(Items listed in a dataset):
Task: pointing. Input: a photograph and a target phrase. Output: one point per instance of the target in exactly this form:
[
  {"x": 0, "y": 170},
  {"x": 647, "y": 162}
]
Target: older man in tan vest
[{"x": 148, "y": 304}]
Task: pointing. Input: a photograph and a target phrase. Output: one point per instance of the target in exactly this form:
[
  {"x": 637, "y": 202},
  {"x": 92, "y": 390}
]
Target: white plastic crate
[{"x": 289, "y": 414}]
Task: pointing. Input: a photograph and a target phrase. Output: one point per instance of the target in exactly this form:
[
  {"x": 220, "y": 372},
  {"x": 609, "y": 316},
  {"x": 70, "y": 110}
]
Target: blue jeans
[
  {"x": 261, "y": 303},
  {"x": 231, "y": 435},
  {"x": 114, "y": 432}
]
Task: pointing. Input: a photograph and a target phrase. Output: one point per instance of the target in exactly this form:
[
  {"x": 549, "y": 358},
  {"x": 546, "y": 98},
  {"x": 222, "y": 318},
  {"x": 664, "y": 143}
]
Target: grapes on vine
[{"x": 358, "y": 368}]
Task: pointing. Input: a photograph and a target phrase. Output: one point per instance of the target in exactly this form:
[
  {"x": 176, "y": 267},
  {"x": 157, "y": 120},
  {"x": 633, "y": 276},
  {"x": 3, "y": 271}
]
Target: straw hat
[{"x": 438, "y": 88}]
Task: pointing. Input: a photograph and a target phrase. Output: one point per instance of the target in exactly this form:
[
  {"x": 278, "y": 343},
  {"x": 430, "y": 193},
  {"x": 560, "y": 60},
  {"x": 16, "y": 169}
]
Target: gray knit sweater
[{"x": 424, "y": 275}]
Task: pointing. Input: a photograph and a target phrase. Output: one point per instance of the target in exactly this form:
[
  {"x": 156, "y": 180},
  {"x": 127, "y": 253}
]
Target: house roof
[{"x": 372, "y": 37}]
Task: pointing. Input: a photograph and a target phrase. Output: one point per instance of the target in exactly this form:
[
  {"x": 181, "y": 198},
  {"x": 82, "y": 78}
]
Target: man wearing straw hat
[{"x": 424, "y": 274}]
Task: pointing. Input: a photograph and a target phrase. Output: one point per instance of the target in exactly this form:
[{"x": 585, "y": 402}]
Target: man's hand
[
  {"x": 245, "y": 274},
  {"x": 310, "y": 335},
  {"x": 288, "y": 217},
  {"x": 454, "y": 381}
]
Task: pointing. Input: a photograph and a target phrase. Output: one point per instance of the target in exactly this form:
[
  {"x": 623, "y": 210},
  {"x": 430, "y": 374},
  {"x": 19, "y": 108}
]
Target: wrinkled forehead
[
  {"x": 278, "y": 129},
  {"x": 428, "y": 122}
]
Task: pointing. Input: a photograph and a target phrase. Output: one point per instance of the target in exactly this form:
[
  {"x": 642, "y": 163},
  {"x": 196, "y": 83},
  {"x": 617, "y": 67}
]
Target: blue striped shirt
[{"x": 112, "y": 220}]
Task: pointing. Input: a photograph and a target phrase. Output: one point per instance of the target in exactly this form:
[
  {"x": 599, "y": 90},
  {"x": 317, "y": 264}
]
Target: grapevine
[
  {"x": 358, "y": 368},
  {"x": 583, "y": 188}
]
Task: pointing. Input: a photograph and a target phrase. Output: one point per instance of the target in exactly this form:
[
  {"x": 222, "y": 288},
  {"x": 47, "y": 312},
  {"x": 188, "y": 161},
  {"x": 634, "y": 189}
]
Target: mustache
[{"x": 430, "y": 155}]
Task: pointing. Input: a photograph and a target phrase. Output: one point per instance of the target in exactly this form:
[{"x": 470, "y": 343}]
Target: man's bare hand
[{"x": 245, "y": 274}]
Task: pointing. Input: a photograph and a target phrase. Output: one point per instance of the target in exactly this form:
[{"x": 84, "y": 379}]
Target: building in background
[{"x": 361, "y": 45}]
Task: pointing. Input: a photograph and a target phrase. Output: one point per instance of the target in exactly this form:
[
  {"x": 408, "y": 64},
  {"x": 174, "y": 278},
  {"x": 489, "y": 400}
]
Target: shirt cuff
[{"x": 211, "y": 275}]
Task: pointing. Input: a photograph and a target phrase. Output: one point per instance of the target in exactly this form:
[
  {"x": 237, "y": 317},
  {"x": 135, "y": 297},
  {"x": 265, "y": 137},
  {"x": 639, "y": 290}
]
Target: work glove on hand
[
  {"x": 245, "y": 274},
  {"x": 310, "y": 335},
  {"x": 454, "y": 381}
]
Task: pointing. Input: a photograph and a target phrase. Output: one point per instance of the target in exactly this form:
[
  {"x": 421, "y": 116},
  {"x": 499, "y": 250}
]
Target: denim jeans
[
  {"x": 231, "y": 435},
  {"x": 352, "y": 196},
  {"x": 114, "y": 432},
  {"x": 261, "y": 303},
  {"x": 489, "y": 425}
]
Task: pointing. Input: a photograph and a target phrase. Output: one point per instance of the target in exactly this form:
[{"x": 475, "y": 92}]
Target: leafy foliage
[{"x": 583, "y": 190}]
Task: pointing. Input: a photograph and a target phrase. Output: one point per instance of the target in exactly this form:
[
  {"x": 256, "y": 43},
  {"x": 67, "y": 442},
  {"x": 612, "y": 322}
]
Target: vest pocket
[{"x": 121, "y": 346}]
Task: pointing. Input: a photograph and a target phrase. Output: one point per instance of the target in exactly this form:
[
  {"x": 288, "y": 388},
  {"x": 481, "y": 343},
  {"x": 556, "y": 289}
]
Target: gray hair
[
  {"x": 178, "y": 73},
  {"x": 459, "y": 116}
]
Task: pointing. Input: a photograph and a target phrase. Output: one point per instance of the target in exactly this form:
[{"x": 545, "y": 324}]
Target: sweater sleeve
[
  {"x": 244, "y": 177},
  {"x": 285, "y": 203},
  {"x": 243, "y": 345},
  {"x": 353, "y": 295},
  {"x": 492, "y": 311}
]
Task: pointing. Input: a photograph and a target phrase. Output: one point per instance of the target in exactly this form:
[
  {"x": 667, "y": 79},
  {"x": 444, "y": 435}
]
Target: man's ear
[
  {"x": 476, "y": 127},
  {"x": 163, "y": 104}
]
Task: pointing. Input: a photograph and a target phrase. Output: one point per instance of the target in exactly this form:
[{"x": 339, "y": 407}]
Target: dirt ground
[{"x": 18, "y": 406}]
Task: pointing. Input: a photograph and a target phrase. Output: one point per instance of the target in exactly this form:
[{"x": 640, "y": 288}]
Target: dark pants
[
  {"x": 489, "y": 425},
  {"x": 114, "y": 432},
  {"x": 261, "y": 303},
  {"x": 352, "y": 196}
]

(Description of the task): Reproduce each entry from the records above, character for character.

(Answer to the problem):
Task: pointing. Input: a photograph and a target phrase. Output: one point per instance of the target in exactly this form:
[
  {"x": 0, "y": 170},
  {"x": 647, "y": 162}
]
Target: older man in tan vest
[{"x": 148, "y": 304}]
Task: pointing. Input: a photograph and a target phrase. Output: one point per instance of the target in exactly this form:
[
  {"x": 637, "y": 202},
  {"x": 92, "y": 390}
]
Target: white plastic crate
[{"x": 289, "y": 414}]
Task: pointing. Input: a photograph and a target phrase. Output: one point per instance of the target in exactly this form:
[
  {"x": 220, "y": 372},
  {"x": 609, "y": 316},
  {"x": 70, "y": 110}
]
Target: blue jeans
[
  {"x": 261, "y": 303},
  {"x": 231, "y": 435},
  {"x": 114, "y": 432}
]
Task: pointing. Input: a photograph and a target phrase. Output: one point per instance of the target in exactly this form:
[
  {"x": 549, "y": 358},
  {"x": 546, "y": 98},
  {"x": 222, "y": 318},
  {"x": 664, "y": 143}
]
Target: grapes on vine
[{"x": 358, "y": 368}]
Task: pointing. Input: a photograph and a target phrase. Output: one point per instance of the target in exactly this form:
[
  {"x": 176, "y": 267},
  {"x": 157, "y": 120},
  {"x": 633, "y": 276},
  {"x": 3, "y": 271}
]
Target: straw hat
[{"x": 438, "y": 88}]
Task: pointing. Input: a photograph and a target phrase. Output: one point per instance of the target in exactly this form:
[
  {"x": 278, "y": 343},
  {"x": 430, "y": 193},
  {"x": 560, "y": 60},
  {"x": 16, "y": 169}
]
Target: gray knit sweater
[{"x": 424, "y": 275}]
Task: pointing. Input: a photograph and a target phrase. Output: one point per instance of the target in exactly this form:
[
  {"x": 156, "y": 180},
  {"x": 127, "y": 253}
]
Target: house roof
[{"x": 372, "y": 37}]
Task: pointing. Input: a photograph and a target phrase. Output: one point per instance of the target in exactly this form:
[
  {"x": 181, "y": 198},
  {"x": 82, "y": 78}
]
Target: man wearing straw hat
[{"x": 424, "y": 274}]
Task: pointing. Input: a photograph and a target phrase. Output: one point per instance of the target in exactly this form:
[{"x": 585, "y": 402}]
Target: man's hand
[
  {"x": 245, "y": 274},
  {"x": 310, "y": 335},
  {"x": 288, "y": 217},
  {"x": 454, "y": 381}
]
Task: pointing. Input: a photograph and a target phrase. Output: one point per instance of the target in exactly this form:
[
  {"x": 623, "y": 210},
  {"x": 430, "y": 374},
  {"x": 19, "y": 108}
]
Target: wrinkled forehead
[
  {"x": 278, "y": 129},
  {"x": 428, "y": 122}
]
Task: pointing. Input: a photograph and a target phrase. Output: one point per instance of the target in exactly this form:
[
  {"x": 642, "y": 163},
  {"x": 196, "y": 83},
  {"x": 617, "y": 67}
]
Target: blue striped shirt
[{"x": 112, "y": 220}]
Task: pointing. Input: a photograph and a target phrase. Output: one point per instance of the target in exactly this form:
[
  {"x": 599, "y": 90},
  {"x": 317, "y": 264}
]
Target: grapevine
[
  {"x": 358, "y": 368},
  {"x": 583, "y": 188}
]
Task: pointing. Input: a photograph and a target phrase. Output: one point per instance of the target in exactly this form:
[
  {"x": 222, "y": 288},
  {"x": 47, "y": 312},
  {"x": 188, "y": 161},
  {"x": 634, "y": 189}
]
Target: mustache
[{"x": 430, "y": 155}]
Task: pointing. Input: a photograph and a target phrase. Output: one point per instance of the target in exactly this form:
[{"x": 470, "y": 343}]
Target: man's bare hand
[{"x": 245, "y": 274}]
Task: pointing. Input: a photograph and a target phrase. Output: one point per instance of the target in exactly this form:
[{"x": 84, "y": 379}]
Target: building in background
[{"x": 361, "y": 45}]
Task: pointing. Input: a photograph and a target phrase. Output: one point per instance of the target in exactly this form:
[
  {"x": 408, "y": 64},
  {"x": 174, "y": 278},
  {"x": 489, "y": 400}
]
Target: shirt cuff
[{"x": 211, "y": 275}]
Task: pointing. Input: a photograph and a target phrase. Output: one point per instance of the target in exactly this form:
[
  {"x": 237, "y": 317},
  {"x": 135, "y": 297},
  {"x": 265, "y": 137},
  {"x": 639, "y": 290}
]
Target: work glove on hand
[
  {"x": 245, "y": 274},
  {"x": 310, "y": 335},
  {"x": 454, "y": 381}
]
Task: pointing. Input: a photograph and a target phrase. Output: one point per instance of the target in exactly this form:
[
  {"x": 421, "y": 116},
  {"x": 499, "y": 250}
]
Target: denim jeans
[
  {"x": 231, "y": 435},
  {"x": 352, "y": 196},
  {"x": 114, "y": 432},
  {"x": 261, "y": 303},
  {"x": 489, "y": 425}
]
Task: pointing. Input: a photograph and a target phrase. Output: one point per instance of the target in exactly this form:
[{"x": 475, "y": 92}]
Target: leafy foliage
[{"x": 583, "y": 190}]
Task: pointing. Input: a photograph and a target phrase. Output: one point per instance of the target in exactly this form:
[
  {"x": 256, "y": 43},
  {"x": 67, "y": 442},
  {"x": 612, "y": 322}
]
Target: vest pocket
[{"x": 121, "y": 346}]
Task: pointing. Input: a photograph and a target phrase. Output: one point per instance of the target in exactly this form:
[
  {"x": 288, "y": 388},
  {"x": 481, "y": 343},
  {"x": 556, "y": 289}
]
Target: gray hair
[
  {"x": 178, "y": 73},
  {"x": 459, "y": 116}
]
Task: pointing. Input: a photograph and a target phrase. Output: one point per instance of the target in exactly this form:
[{"x": 545, "y": 324}]
Target: sweater sleeve
[
  {"x": 244, "y": 177},
  {"x": 285, "y": 203},
  {"x": 243, "y": 345},
  {"x": 353, "y": 295},
  {"x": 492, "y": 311}
]
Task: pointing. Input: a photograph and a target phrase. Output: one point per instance of the target in exactly this form:
[
  {"x": 667, "y": 79},
  {"x": 444, "y": 435}
]
Target: man's ear
[
  {"x": 476, "y": 127},
  {"x": 163, "y": 104}
]
Task: pointing. Input: a photograph and a target phrase. Output: one point per instance of the target in exactly this form:
[{"x": 339, "y": 407}]
Target: dirt ground
[{"x": 18, "y": 406}]
Task: pointing. Input: a photograph and a target phrase. Output: one point per instance of the target in exactly this form:
[{"x": 640, "y": 288}]
Target: dark pants
[
  {"x": 489, "y": 425},
  {"x": 114, "y": 432},
  {"x": 261, "y": 303},
  {"x": 352, "y": 196}
]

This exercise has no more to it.